• [Texto do documento]:
━━━━━━━━━━━━━━━━

TRÊS PERGUNTAS PARA...

Michelle Andreata, médica que atua com cuidados paliativos e pneumologia na clínica de atenção home care Saúde no Lar

Michelle Andreata (foto: Rafael França/Divulgação)

1 - Em tempos de pandemia, em que os idosos, por serem grupo de risco, precisaram ficar em casa, com pouco contato com o mundo externo, envelhecer ficou mais difícil?

Com certeza o envelhecer ficou mais difícil nessa pandemia. Isso porque o isolamento social imposto pelas medidas sanitárias, a fim de frear a disseminação de um vírus com alta letalidade, fez com que as doenças mentais, como depressão e ansiedade, aumentassem muito em toda a população. É sabido que a depressão pode ser um dos primeiros sinais do surgimento de demência em idosos, e que o estímulo cerebral gerado por novos aprendizados retarda e até contribui para evitar o surgimento dessas demências. Além disso, o monitoramento das doenças preexistentes nessa população ficou prejudicado. Isso porque muitas consultas foram canceladas devido ao isolamento prolongado, e cirurgias também deixaram de ser prioridade frente ao caos que os hospitais enfrentaram durante muitos meses, por causa dos casos graves gerados pela infecção por COVID-19. Com todo esse atraso no monitoramento, algumas doenças foram se agravando e tornaram-se irreversíveis, prejudicando não só a saúde, como também reduzindo mais bruscamente a qualidade de vida desses idosos. Isso pode não ter gerado grande impacto no número de mortes, mas com certeza impactou na forma como elas têm acontecido, sendo antecedidas por muito mais sofrimento por parte do paciente e de seus familiares.

━━━━━━━━━━━━━━━━

• [Registros fornecidos]:
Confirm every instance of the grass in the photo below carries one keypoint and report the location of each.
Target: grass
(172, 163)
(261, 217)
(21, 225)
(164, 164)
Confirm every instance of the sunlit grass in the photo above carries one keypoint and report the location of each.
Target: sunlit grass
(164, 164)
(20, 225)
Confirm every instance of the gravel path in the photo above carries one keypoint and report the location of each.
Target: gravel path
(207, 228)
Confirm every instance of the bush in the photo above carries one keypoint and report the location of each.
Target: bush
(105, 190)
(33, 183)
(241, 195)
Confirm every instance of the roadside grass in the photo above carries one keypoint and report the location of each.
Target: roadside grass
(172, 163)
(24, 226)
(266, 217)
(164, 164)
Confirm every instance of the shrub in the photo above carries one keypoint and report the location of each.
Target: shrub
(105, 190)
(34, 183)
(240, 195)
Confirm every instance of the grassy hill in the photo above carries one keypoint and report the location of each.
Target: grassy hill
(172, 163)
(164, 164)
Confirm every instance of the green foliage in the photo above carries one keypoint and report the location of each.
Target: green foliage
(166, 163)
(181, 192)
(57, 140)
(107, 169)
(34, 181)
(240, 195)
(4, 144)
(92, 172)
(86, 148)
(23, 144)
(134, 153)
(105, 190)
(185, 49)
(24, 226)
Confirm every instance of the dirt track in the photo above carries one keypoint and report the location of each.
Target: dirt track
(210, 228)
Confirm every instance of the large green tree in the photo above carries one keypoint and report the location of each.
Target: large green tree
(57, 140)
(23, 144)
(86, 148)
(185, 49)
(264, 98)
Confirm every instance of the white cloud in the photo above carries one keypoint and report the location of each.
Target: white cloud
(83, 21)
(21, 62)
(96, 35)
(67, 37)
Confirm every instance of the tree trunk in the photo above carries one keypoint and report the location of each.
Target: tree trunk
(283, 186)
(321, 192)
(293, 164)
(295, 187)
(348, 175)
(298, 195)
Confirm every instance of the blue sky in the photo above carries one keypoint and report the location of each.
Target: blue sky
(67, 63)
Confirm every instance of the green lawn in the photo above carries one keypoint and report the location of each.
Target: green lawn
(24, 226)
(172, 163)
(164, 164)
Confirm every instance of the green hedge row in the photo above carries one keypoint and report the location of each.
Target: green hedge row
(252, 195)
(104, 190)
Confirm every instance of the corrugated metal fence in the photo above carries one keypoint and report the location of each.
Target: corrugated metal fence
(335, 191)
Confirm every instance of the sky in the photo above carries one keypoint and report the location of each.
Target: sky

━━━━━━━━━━━━━━━━

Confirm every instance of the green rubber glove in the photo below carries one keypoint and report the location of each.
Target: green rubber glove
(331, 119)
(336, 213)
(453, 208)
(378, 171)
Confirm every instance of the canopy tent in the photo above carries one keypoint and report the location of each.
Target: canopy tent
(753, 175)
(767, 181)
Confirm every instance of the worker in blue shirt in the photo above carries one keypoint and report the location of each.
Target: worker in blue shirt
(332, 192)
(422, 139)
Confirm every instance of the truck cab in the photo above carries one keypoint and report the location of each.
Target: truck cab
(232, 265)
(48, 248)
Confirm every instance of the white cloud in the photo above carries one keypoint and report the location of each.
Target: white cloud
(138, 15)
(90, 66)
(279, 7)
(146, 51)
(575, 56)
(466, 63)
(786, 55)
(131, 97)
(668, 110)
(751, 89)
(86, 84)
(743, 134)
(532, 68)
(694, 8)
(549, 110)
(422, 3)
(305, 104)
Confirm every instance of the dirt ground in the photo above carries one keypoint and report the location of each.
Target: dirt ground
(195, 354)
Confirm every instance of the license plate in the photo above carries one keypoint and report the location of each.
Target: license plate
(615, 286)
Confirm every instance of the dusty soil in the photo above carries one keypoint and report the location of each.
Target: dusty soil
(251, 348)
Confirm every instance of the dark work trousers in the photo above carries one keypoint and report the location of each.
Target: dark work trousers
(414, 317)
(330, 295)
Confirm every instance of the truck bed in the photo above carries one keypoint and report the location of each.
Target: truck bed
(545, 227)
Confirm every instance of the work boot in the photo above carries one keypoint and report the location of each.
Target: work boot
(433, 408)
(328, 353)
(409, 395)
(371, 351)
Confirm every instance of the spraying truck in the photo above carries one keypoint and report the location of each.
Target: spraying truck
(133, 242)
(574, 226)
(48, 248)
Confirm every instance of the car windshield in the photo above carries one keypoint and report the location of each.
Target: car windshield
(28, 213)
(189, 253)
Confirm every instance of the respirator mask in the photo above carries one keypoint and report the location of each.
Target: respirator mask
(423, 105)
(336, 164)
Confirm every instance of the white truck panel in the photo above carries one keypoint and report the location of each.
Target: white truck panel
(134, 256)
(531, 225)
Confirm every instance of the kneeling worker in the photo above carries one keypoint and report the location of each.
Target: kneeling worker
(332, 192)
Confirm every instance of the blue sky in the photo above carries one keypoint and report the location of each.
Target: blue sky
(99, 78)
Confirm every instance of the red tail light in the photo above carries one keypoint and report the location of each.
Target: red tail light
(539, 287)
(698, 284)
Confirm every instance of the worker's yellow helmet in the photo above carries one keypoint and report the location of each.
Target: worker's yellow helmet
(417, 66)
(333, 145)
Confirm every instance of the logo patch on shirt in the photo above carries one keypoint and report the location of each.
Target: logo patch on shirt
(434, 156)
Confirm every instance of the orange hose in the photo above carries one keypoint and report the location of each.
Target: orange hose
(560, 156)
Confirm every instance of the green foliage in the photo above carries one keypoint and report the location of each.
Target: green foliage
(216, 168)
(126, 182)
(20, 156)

━━━━━━━━━━━━━━━━

• [Complete o seguinte]:
**1.** Por favor, transcreva do texto sobre o envelhecimento na pandemia o trecho entre "Michelle Andreata, médica" e "(foto: Rafael França/Divulgação)", inclusive.
**2.** Responda, com base no texto sobre o envelhecimento na pandemia:
(a) Em quais áreas Michelle Andreata atua?
(b) O que pode ser um dos primeiros sinais do surgimento de demência em idosos?
(c) Por que muitas consultas foram canceladas?

• [Respostas dos problemas]:
**1.**
Michelle Andreata, médica que atua com cuidados paliativos e pneumologia na clínica de atenção home care Saúde no Lar

Michelle Andreata (foto: Rafael França/Divulgação)

**2.**
(a) Cuidados paliativos e pneumologia.
(b) A depressão.
(c) Devido ao isolamento prolongado.